Text block –
The latest video released by Boko Haram, thought to have probably been shot in the forests of north-east Nigeria, the shows about 130 girls in black and grey full-length hijabs sitting amid semi-arid scrubland, reciting verses from the Quran and holding their hands aloft in prayer.

In one segment, Shekau claims that the girls, who are mainly Christians, have converted to Islam. In another, a girl in her early teens looks fearful as an unseen interviewer asks her to explain her conversion.

“The reason why I became a Muslim is because the path we are on is not the right path,” she says. “We should enter the right path so that Allah will be happy with us.”

The video was condemned by parents of the kidnapped girls, with one father telling The Telegraph uk that he would rather his daughter lost her life than see her used in a prisoner exchange or forcibly converted to Islam.

“I am not really interested in what Boko Haram’s demands are,” said the father, whose identity the Telegraph is withholding in order to avoid compromising his daughter’s safety. “My daughter is a Christian, she will never change. I would rather she died as a princess than convert to Islam.

“I don’t want a prisoner exchange either – our daughters are not prisoners, and they should not be exchanged for anyone. Let the government try to rescue them. If they have a prisoner exchange, that will look like the government is giving into Boko Haram, and it will just encourage them to take more hostages. They will never stop.”

The girls, thought to number up around 220 in all, were abducted from a boarding school in the remote town of Chibok in north-east Nigeria on April 14.

Pointing dataset excerpts –
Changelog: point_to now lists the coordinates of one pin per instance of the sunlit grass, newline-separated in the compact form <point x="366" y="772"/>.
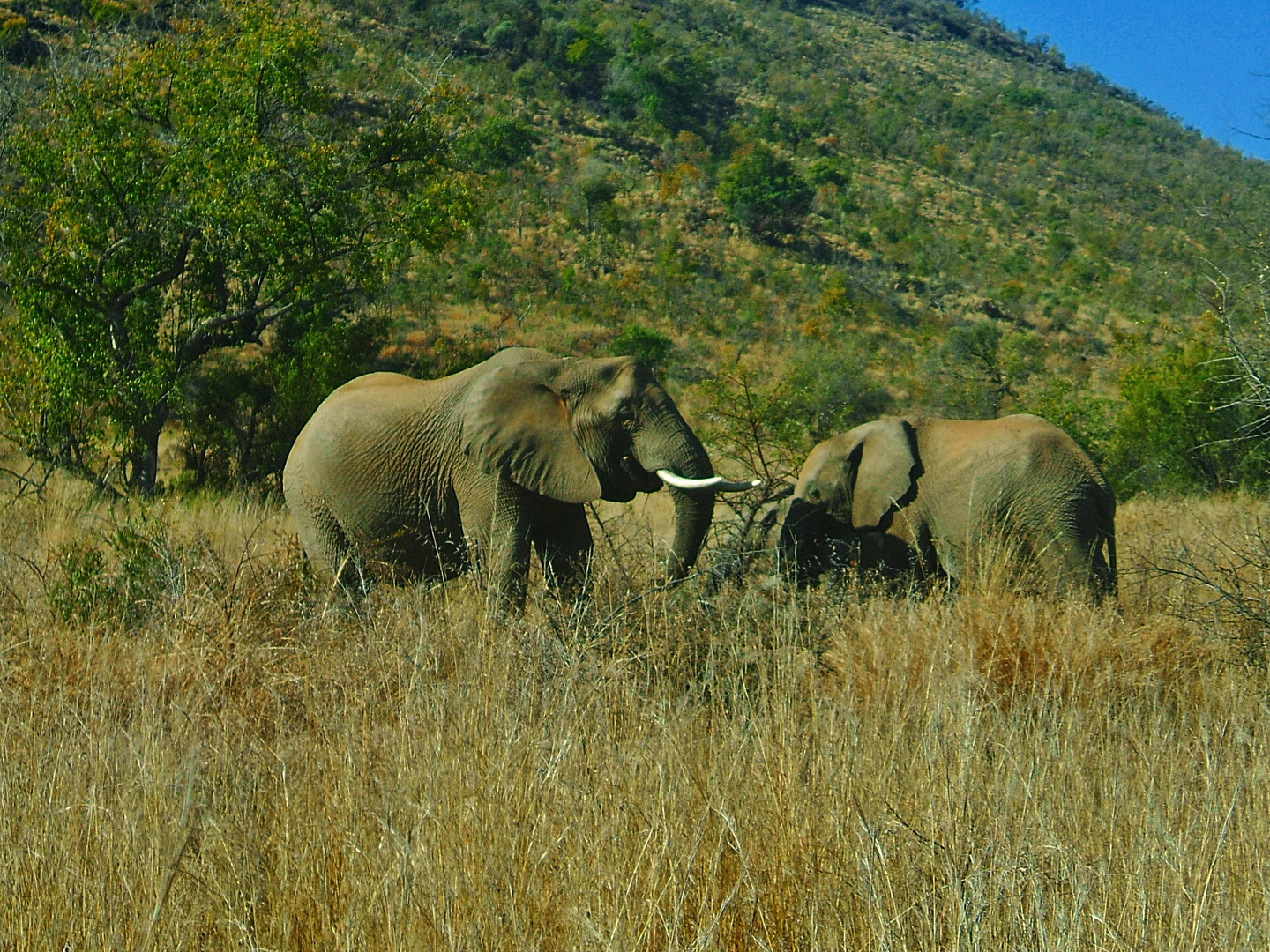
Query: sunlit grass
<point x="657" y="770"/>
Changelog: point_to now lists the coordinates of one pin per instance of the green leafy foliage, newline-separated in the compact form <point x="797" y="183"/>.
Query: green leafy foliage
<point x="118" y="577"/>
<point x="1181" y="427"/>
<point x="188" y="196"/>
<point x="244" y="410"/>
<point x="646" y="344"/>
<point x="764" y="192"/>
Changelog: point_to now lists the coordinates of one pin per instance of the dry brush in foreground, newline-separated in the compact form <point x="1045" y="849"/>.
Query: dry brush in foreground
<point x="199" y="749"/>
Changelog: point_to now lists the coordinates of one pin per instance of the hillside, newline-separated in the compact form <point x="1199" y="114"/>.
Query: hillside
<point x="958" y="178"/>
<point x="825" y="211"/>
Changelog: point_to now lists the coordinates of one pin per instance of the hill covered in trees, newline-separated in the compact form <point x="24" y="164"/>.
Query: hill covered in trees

Instructions –
(a) Reproduce the portion of the news report on the Chibok abductions that begins at the words "The video was" and stops after "convert to Islam.".
(b) Answer these from the news report on the Chibok abductions:
(i) About how many girls appear in the latest video released by Boko Haram?
(ii) What does the father say he does not want, besides his daughter's conversion?
(iii) From what kind of place, and on what date, were the girls abducted?
(c) Write the next part of the news report on the Chibok abductions, starting after its last sentence.

Answer set –
(a)
The video was condemned by parents of the kidnapped girls, with one father telling The Telegraph uk that he would rather his daughter lost her life than see her used in a prisoner exchange or forcibly converted to Islam.

“I am not really interested in what Boko Haram’s demands are,” said the father, whose identity the Telegraph is withholding in order to avoid compromising his daughter’s safety. “My daughter is a Christian, she will never change. I would rather she died as a princess than convert to Islam.

(b)
(i) About 130.
(ii) A prisoner exchange.
(iii) From a boarding school in the remote town of Chibok in north-east Nigeria, on April 14.

(c)
On Monday night, parents in the area were trying to turn on a generator, hoping they can watch the video and identify their daughters. As they did so, the father who had earlier said he had no wish for a prisoner swap appeared to have second thoughts. “I have changed my mind,” he said. “Anything to get my daughter back.”

But Shehu Sani, a Nigerian civil rights activist who carried out face-to-face peace talks with Boko Haram two years ago, urged the government to press ahead with a prisoner exchange “while the window is open”.

“These insurgents fall into three categories. We have the high-ranking ones, their foot soldiers, and then thirdly their families, some of whom have been put in jail by the security forces as a way of exerting emotional pressure,” he said. “The government should release the last category in exchange for these girls.

He said that no prisoner exchanges had ever been done in the past, but pointed out that Boko Haram had freed many of their comrades during attacks on the Nigerian government’s poorly-guarded jails. In March, a number were sprung from Giwa Barracks, a military prison in the north-east city of Maiduguri, after an attack by hundreds of Boko Haram fighters.